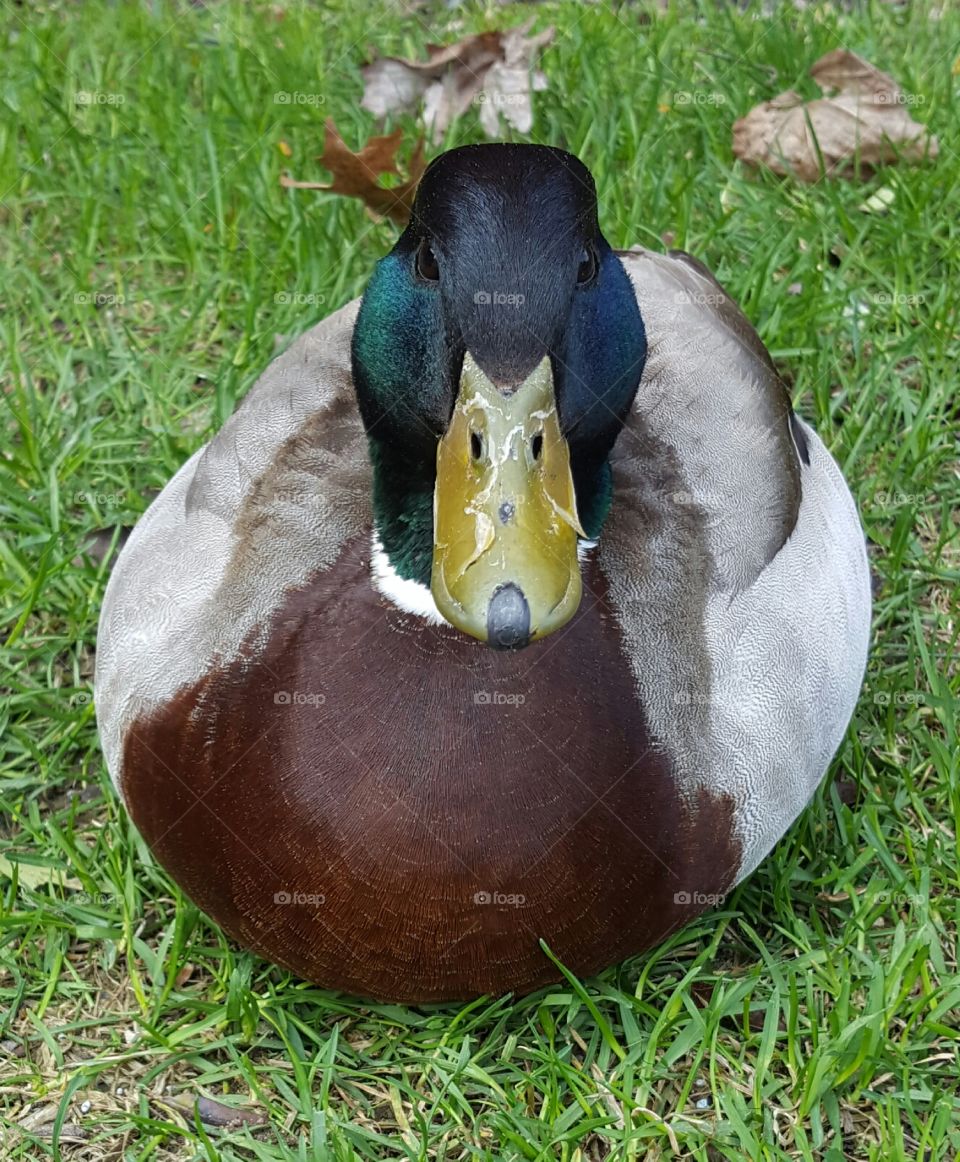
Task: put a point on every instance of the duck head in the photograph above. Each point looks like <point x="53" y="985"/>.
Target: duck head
<point x="495" y="356"/>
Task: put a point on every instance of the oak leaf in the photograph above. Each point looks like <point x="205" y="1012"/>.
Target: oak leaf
<point x="862" y="117"/>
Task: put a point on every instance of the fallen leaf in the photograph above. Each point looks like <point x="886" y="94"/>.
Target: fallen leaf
<point x="493" y="70"/>
<point x="879" y="202"/>
<point x="36" y="875"/>
<point x="216" y="1113"/>
<point x="862" y="116"/>
<point x="357" y="174"/>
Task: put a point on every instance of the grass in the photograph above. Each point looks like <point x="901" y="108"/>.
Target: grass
<point x="150" y="259"/>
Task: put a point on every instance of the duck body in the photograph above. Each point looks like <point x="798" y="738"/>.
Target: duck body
<point x="357" y="788"/>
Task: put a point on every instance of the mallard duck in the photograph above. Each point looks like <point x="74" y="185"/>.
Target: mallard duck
<point x="514" y="604"/>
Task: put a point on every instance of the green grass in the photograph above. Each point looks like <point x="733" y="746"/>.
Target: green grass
<point x="815" y="1015"/>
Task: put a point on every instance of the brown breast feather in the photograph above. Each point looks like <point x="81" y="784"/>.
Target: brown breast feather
<point x="393" y="810"/>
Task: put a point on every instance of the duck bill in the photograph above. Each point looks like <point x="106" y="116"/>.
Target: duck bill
<point x="506" y="528"/>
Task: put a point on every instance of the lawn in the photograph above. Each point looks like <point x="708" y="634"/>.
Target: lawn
<point x="151" y="264"/>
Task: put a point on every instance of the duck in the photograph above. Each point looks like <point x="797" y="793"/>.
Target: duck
<point x="506" y="625"/>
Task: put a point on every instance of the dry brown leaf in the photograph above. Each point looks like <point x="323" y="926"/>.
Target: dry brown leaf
<point x="216" y="1113"/>
<point x="357" y="174"/>
<point x="494" y="70"/>
<point x="862" y="115"/>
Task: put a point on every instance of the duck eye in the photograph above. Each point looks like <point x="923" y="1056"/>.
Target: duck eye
<point x="587" y="270"/>
<point x="427" y="263"/>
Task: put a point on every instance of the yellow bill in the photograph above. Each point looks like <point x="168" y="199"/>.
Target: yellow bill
<point x="506" y="528"/>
═══
Change each "photograph" in the rows above to "image" and write all the rows out again, with nothing else altered. Leave the pictures out.

- [SOLUTION TO THIS EXERCISE]:
Task: put a point on every instance of the duck head in the image above. Each point looks like <point x="53" y="985"/>.
Target: duck head
<point x="495" y="356"/>
Task: put a point on every instance of the oak leaf in the image above. Each point looks like <point x="205" y="1012"/>.
Target: oak leaf
<point x="862" y="117"/>
Task: put a point on every instance of the fallen leaf in the image above. Each point looks like <point x="886" y="94"/>.
Target: fallen leaf
<point x="493" y="70"/>
<point x="879" y="202"/>
<point x="36" y="875"/>
<point x="216" y="1113"/>
<point x="862" y="116"/>
<point x="357" y="174"/>
Task: put a point on every instance of the grass in the image above. Each point looks like <point x="901" y="108"/>.
Target: grass
<point x="150" y="259"/>
Task: put a point on every instance of the duck body in the image above. Each point looks like <point x="798" y="738"/>.
Target: duck body
<point x="357" y="788"/>
Task: put a point on every instance of the mallard duck in the image above. Each point looks like <point x="74" y="185"/>.
Target: mallard duck
<point x="514" y="604"/>
Task: put a point on every instance of the green grass in the image above. Each point looks like <point x="733" y="746"/>.
Target: green grass
<point x="815" y="1015"/>
Task: put a point on every instance of the brown breast feather in the image above. Each point looks like <point x="81" y="784"/>.
Target: brown breast feather
<point x="393" y="810"/>
Task: put a point on every instance of the duck bill in the image above. Each point looks like <point x="106" y="116"/>.
Target: duck bill
<point x="506" y="528"/>
Task: put a point on every instance of the lawn in the image above. Each point looks like <point x="708" y="634"/>.
Target: lawn
<point x="151" y="264"/>
Task: put a point on every instance of the duck in the image above. Each point looks like <point x="797" y="793"/>.
Target: duck
<point x="506" y="625"/>
Task: put a point on every instance of the dry brown leaf in the image above. Each point looks like <point x="323" y="926"/>.
Target: dry brown leaf
<point x="216" y="1113"/>
<point x="357" y="174"/>
<point x="494" y="70"/>
<point x="862" y="115"/>
Task: put a point on every instance of the duck eye in the image above. Each point looks like <point x="923" y="1056"/>.
Target: duck eye
<point x="587" y="270"/>
<point x="427" y="263"/>
Task: put a point on every instance of the yellow bill in the image above. Each point looks like <point x="168" y="199"/>.
Target: yellow bill
<point x="506" y="528"/>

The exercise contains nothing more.